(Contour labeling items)
========================================
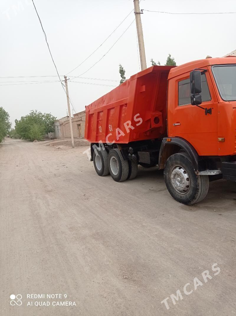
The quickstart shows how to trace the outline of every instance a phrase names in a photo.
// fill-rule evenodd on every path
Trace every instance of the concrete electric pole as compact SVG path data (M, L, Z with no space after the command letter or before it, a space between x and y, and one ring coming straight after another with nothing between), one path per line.
M68 107L68 113L69 114L69 120L70 121L70 135L71 136L71 143L72 148L74 147L74 136L73 135L73 129L72 129L72 122L71 121L71 116L70 114L70 99L69 98L69 93L68 92L68 87L67 85L67 78L66 76L64 76L65 78L65 83L66 84L66 91L67 97L67 105Z
M141 70L144 70L147 68L147 64L146 62L146 56L145 50L144 48L144 41L143 33L143 29L141 23L141 16L142 13L140 12L139 0L133 0L134 5L134 13L136 20L136 27L137 28L137 33L139 40L139 56L140 62L141 64Z

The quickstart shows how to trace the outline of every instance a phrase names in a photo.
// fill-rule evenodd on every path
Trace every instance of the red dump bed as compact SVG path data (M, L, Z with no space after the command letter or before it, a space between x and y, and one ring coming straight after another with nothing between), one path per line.
M150 67L86 106L85 138L127 143L166 135L167 78L173 68Z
========================================
▸ **AIM**
Update the records above by replacing "quickstart" with "walkthrough" wherever it appears, and change nothing else. Leave the pictures out of your answer.

▸ **OUTPUT FOR THIS TASK**
The walkthrough shows how to trace the outline of every instance a phrase names in a photo.
// fill-rule evenodd on every path
Trace every instance of the concrete electric pole as compact SVG path data (M, L, Z with no space after the command letter or before it, a space between x and y, and one ring coming straight after another with nothing between), one path per line.
M68 107L68 113L69 114L69 120L70 121L70 135L71 136L71 143L72 148L74 147L74 136L73 135L73 129L72 129L72 122L71 121L71 116L70 114L70 99L69 98L69 93L68 92L68 87L67 85L67 78L66 76L64 76L65 78L65 83L66 84L66 91L67 97L67 105Z
M141 70L144 70L147 68L147 64L146 62L146 56L145 50L144 48L144 41L143 33L143 29L141 23L141 16L142 13L140 12L139 0L133 0L134 5L134 13L136 20L136 27L137 28L137 33L139 40L139 56L140 62L141 64Z

The walkthrough shows how to trace the outline of every instance a phrase names in a photo.
// fill-rule evenodd on every path
Trace every instance of the red dump bed as compact SVG path data (M, L, Z with no space after the command letter or before it, a space between x and y, and one ring coming straight after another with nothing between), one path per line.
M150 67L86 106L85 138L127 143L166 135L167 78L173 68Z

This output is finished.